What you are asked to do: I'd like every record given again exactly, please.

Supplied data:
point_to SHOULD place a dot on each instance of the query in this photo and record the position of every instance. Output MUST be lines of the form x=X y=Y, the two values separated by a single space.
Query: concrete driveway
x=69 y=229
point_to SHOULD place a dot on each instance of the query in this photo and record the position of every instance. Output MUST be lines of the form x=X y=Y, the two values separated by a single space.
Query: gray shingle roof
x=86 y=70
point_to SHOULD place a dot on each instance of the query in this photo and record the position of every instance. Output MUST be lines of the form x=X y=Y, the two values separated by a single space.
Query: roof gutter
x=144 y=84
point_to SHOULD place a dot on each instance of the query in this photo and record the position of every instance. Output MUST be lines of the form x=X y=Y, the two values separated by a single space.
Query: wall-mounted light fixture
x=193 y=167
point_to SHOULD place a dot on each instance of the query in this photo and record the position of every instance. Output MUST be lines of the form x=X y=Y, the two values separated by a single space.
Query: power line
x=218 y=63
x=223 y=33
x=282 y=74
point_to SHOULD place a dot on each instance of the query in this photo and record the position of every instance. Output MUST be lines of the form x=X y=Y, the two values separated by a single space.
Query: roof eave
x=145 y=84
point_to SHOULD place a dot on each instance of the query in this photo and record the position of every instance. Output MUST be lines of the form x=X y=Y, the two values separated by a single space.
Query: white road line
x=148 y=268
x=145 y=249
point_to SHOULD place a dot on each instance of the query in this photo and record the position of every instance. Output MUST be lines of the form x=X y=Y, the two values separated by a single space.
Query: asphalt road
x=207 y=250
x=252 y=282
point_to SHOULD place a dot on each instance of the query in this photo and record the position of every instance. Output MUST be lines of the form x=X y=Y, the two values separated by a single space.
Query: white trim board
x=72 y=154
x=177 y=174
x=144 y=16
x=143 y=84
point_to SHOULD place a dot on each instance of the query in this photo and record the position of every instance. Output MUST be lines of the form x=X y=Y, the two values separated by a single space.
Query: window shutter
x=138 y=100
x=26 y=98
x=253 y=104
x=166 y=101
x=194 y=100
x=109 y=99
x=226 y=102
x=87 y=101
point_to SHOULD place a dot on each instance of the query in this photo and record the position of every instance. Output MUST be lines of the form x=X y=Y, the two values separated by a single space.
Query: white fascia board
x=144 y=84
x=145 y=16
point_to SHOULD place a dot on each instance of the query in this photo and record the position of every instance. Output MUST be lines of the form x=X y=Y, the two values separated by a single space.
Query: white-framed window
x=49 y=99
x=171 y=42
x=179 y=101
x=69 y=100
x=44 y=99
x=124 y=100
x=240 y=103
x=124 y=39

Response:
point_to SHOULD place a dot on each instance of the query in this photo and record the position of every instance. Output MUST be lines of the form x=X y=Y, the two values separated by a single space.
Query: concrete driveway
x=69 y=229
point_to SHOULD place a dot on each instance of the query in this photo and record the position of every instance. Output MUST be lines of the form x=X y=Y, the two values separated by a single space.
Query: gray shingle roof
x=86 y=70
point_to SHOULD place a dot on each instance of the query in this photo and record the position of every instance. Output MUST be lines of the form x=X y=Y, the two values separated by a single space.
Query: roof gutter
x=144 y=84
point_to SHOULD place a dot on each instance of the query in this photo and record the position of every instance. Output MUST be lines of the form x=X y=Y, the two values separated by a single space.
Query: wall-mounted light fixture
x=193 y=167
point_to SHOULD place a dot on each instance of the query in this photo and record the position of every instance. Output MUST be lines of the form x=X y=Y, the two values separated by a single space.
Query: power line
x=218 y=63
x=223 y=33
x=282 y=74
point_to SHOULD place a dot on each instance of the query in this photo and record the position of every instance. Output MUST be lines of the form x=X y=Y, the two values separated by a single space.
Query: roof eave
x=145 y=84
point_to SHOULD place a dot on each instance of the query in this photo and record the position of every instance. Output MUST be lines of the form x=X y=Y, the two values separated by a single space.
Query: white road line
x=148 y=268
x=145 y=249
point_to SHOULD place a dot on each instance of the query in this photo and record the position of every instance. Output MUST be lines of the form x=X y=Y, the two values separated by a single space.
Query: asphalt road
x=207 y=250
x=252 y=282
point_to SHOULD place a dot on each instance of the query in this photo and record the position of every instance. Output MUST be lines of the form x=X y=Y, the two values separated by a single space.
Query: white trim board
x=72 y=154
x=177 y=174
x=144 y=16
x=143 y=84
point_to SHOULD place a dot on each instance of the query in this photo and record the position of every instance. Output MUST be lines of the form x=X y=Y, the two values separated by a single space.
Query: window shutter
x=138 y=100
x=26 y=98
x=253 y=104
x=166 y=101
x=194 y=100
x=109 y=99
x=226 y=102
x=87 y=101
point_to SHOULD place a dot on each instance of the query in this photo and record the position of every instance. Output MUST be lines of the form x=X y=Y, the two values separated by a single space.
Query: white fascia board
x=144 y=84
x=145 y=16
point_to SHOULD place a dot on each instance of the query in this photo and record the position of every instance. Output MUST be lines of the form x=X y=Y, the two values separated by a single space.
Query: white-framed window
x=49 y=99
x=171 y=42
x=179 y=101
x=69 y=100
x=44 y=99
x=124 y=100
x=240 y=103
x=124 y=39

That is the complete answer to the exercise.